* START Data provided *

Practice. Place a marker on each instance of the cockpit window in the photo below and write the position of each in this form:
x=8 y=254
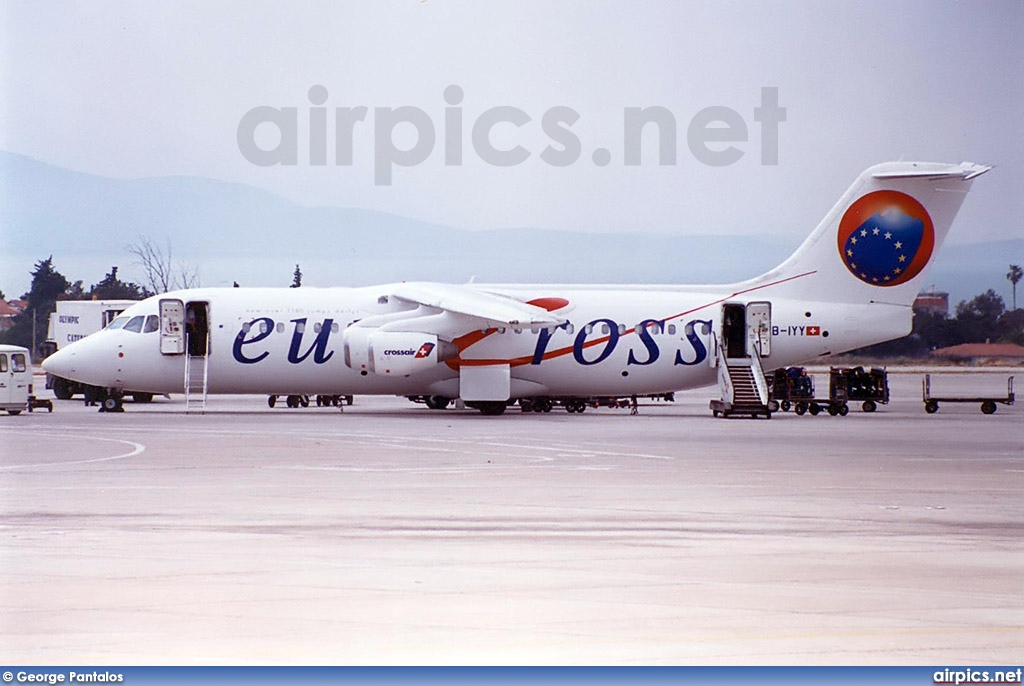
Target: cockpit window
x=135 y=325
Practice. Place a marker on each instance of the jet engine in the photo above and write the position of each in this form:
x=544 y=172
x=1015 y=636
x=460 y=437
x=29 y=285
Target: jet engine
x=394 y=352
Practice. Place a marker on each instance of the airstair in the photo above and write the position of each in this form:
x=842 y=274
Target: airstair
x=197 y=368
x=742 y=384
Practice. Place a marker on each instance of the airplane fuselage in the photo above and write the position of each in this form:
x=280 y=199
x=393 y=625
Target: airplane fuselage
x=615 y=342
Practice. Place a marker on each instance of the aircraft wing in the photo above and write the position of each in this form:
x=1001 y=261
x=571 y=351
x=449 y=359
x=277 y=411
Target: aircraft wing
x=487 y=309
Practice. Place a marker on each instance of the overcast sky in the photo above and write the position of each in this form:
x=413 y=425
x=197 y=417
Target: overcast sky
x=130 y=89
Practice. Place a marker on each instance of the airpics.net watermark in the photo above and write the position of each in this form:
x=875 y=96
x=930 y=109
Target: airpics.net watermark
x=711 y=134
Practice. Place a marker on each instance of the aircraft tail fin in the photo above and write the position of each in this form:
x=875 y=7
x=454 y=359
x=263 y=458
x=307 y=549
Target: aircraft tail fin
x=877 y=243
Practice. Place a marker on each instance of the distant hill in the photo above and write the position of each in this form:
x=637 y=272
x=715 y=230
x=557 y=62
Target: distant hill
x=238 y=232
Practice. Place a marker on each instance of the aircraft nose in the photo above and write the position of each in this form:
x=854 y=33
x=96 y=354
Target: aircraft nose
x=59 y=363
x=85 y=361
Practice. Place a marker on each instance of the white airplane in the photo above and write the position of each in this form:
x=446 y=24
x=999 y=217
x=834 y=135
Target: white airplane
x=851 y=284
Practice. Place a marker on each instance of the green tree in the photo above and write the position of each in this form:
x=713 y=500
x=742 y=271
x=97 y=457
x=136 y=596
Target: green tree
x=977 y=319
x=112 y=288
x=47 y=286
x=1014 y=275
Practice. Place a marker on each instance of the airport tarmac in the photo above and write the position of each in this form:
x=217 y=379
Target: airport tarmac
x=394 y=534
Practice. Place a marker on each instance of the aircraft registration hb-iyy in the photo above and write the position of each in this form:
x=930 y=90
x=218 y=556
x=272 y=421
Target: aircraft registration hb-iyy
x=851 y=284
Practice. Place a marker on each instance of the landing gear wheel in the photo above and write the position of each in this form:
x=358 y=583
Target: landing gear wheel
x=112 y=403
x=437 y=401
x=491 y=409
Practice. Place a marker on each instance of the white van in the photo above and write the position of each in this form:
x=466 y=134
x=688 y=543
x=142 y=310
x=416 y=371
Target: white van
x=15 y=379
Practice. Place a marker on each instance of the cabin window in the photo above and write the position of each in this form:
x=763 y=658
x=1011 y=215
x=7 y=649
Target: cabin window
x=135 y=325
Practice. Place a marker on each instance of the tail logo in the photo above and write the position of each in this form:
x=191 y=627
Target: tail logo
x=886 y=238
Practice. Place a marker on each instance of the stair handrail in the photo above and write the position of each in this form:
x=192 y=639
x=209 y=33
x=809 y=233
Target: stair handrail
x=759 y=375
x=724 y=381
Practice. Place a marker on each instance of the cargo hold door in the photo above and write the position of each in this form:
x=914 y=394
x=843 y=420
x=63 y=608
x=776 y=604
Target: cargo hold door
x=172 y=327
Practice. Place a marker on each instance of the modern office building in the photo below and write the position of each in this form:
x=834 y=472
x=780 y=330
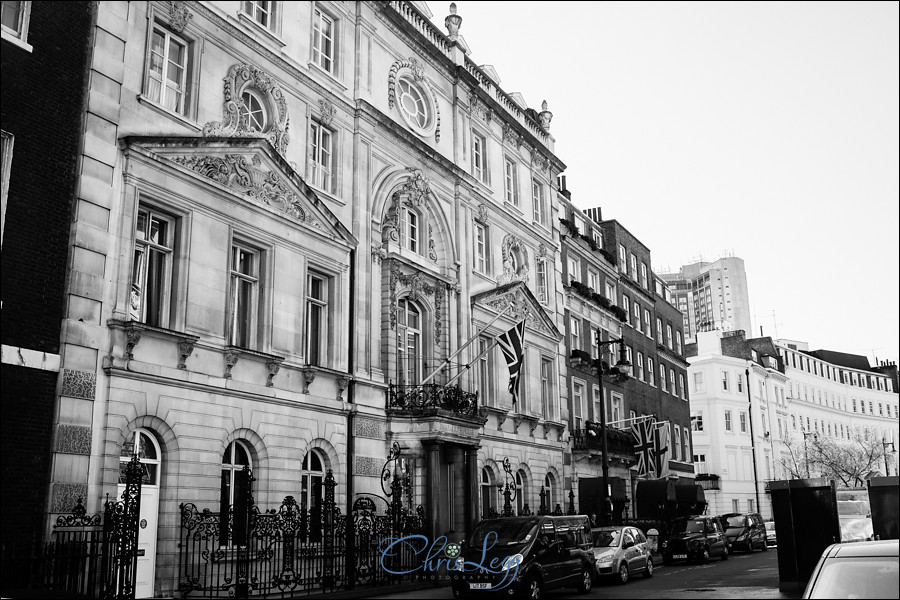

* END Data provided *

◆ **Written request**
Starting with the line with "Practice. Place a marker on each instance of the white van" and going on through the line with "x=724 y=381", write those lines of the material out again, switching "marker" to "dot" and leaving everything else unchanged.

◆ **Response below**
Practice. Place a dot on each instance of the white van in the photo above and write the position of each in this form:
x=466 y=134
x=688 y=543
x=142 y=310
x=416 y=371
Target: white van
x=15 y=379
Practice. Place a dot on each instance of the cabin window in the photo above and write the position of each in this form:
x=763 y=658
x=1011 y=215
x=7 y=649
Target: cabin window
x=135 y=325
Practice. Place a dot on each instance of the tail logo in the photo above and write the position of each in this form:
x=191 y=627
Target: tail logo
x=886 y=238
Practice. Place a dot on each instance of the stair handrail in the photo above and write the position of each in this form:
x=192 y=639
x=209 y=33
x=809 y=233
Target: stair handrail
x=759 y=375
x=724 y=381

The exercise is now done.